The double-crush syndrome was initially described by Upton and McComas in 19733. They postulated that nonsymptomatic impairment of axoplasmic flow at more than one site along a nerve might summate to cause a symptomatic neuropathy. This was suggested by their clinical observation that the majority of their patients had a median or ulnar neuropathy associated with evidence of cervicothoracic root lesions. They also hypothesized that one of the constraints on axoplasmic flow could be a metabolic neuropathy, and this is supported by the high association of diabetes and carpal tunnel syndrome. Other researchers have since reported series of patients supporting the frequent association of a proximal and distal nerve compression syndrome, including carpal tunnel syndrome associated with cervical radiculopathy, brachial plexus compression, and diabetic neuropathy. Subsequently, MacKinnon and Dellon have expanded the description of this syndrome to include a) multiple anatomic regions along a peripheral nerve, b) multiple anatomic structures across a peripheral nerve within an anatomic region, c) superimposed on a neuropathy, and d) combinations of the above4.
################
_APPLY WHAT YOU READ_
1 > Answer these from the double-crush syndrome passage:
(a) According to Upton and McComas, what might summate to cause a symptomatic neuropathy?
(b) Which condition's high association with carpal tunnel syndrome supports the idea of a metabolic constraint on axoplasmic flow?
(c) Who expanded the description of the syndrome?
2 > Carry on the double-crush syndrome passage, starting right after its last sentence.
################
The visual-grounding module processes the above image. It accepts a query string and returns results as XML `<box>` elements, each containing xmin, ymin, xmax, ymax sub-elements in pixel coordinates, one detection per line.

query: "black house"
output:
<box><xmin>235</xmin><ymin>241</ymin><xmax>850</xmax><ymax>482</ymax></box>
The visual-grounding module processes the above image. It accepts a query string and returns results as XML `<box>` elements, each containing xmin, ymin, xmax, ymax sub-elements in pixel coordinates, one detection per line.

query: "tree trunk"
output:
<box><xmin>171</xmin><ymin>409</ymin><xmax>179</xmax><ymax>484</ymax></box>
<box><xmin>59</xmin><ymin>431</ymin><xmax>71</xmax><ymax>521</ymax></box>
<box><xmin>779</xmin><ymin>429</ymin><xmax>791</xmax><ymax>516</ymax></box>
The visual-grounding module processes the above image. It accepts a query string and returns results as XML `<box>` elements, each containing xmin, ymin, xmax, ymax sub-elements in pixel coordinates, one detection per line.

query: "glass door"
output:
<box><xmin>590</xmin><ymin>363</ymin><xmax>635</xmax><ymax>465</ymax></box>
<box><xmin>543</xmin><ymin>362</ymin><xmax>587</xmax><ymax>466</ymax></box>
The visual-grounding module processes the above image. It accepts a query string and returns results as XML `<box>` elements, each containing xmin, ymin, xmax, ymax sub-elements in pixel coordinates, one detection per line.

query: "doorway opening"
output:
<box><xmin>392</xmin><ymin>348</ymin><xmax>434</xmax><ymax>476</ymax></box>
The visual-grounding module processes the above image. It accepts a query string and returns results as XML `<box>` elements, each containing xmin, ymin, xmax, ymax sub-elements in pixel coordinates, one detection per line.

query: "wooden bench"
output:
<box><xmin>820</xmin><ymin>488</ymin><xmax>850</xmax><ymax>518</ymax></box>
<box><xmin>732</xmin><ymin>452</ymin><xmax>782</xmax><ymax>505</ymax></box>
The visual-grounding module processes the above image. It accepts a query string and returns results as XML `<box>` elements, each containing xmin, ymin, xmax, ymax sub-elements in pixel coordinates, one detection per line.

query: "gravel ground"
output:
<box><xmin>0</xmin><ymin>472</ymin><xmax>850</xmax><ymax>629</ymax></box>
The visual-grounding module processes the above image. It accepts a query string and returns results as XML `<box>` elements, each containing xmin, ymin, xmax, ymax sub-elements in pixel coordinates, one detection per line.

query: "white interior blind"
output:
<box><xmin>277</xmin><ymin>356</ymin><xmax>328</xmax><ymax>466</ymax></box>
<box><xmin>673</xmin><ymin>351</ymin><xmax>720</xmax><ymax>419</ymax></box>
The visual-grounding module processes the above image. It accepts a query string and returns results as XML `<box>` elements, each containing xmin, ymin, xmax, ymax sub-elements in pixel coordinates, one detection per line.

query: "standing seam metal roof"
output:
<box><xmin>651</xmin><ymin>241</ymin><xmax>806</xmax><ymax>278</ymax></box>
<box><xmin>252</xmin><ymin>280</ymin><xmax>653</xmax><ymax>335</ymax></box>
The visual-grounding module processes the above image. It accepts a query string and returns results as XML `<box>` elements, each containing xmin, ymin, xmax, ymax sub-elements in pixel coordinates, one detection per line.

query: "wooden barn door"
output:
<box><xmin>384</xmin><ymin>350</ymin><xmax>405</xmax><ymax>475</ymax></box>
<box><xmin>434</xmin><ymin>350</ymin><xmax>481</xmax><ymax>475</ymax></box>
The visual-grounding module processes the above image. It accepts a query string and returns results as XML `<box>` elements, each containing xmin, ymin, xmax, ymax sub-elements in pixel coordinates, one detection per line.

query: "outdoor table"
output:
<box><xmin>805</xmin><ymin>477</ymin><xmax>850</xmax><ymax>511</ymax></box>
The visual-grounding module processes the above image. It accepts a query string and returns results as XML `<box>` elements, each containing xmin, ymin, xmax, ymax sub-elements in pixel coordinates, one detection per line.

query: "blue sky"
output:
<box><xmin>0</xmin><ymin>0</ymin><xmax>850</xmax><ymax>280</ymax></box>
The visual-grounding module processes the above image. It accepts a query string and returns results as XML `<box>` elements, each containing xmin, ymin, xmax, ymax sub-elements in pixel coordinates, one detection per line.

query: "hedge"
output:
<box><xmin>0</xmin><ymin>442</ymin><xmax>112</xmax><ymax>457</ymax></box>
################
_PER-TASK ANSWERS_
1 >
(a) Nonsymptomatic impairment of axoplasmic flow at more than one site along a nerve.
(b) Diabetes.
(c) MacKinnon and Dellon.

2 >
It is known that diabetic patients are at risk for developing cellulites. Cellulitis manifests itself as swelling, redness, pain, and/or warmth. Our diabetic patient did not show any clinical sign of cellulitis or a laboratory finding pointing to an inflammatory process in the organism and it did not come to mind as a possible cause of foot drop. Diabetic patients are also at risk for strokes. The first impression was that it could be a complication of a developing stroke or the result of nerve compression in bed. The third possible cause of foot drop, tendon rupture, was unlikely since no traumatic event was reported. In addition to that, the patient had no history of muscle or neuromuscular disease. MRI revealed acute soft tissue changes around the left ankle and 3-phase bone scan showed increased flow throughout the entire left leg, ankle and foot without any discrete focal intense abnormal areas of uptake which would point to osteomyelitis. The findings were more compatible with cellulitis. Thanks to these two diagnostic investigations the cause was exposed.
Conclusions
Foot drop is a deceptively simple name for a potentially complex problem. In a diabetic patient with neuropathy and in the absence of trauma it can be a complication of a smoldering cellulitis in the leg or around the ankle. In such a case, MRI and 3-phase bone scan are the necessary diagnostic methods to exclude osteomyelitis and confirm cellulitis.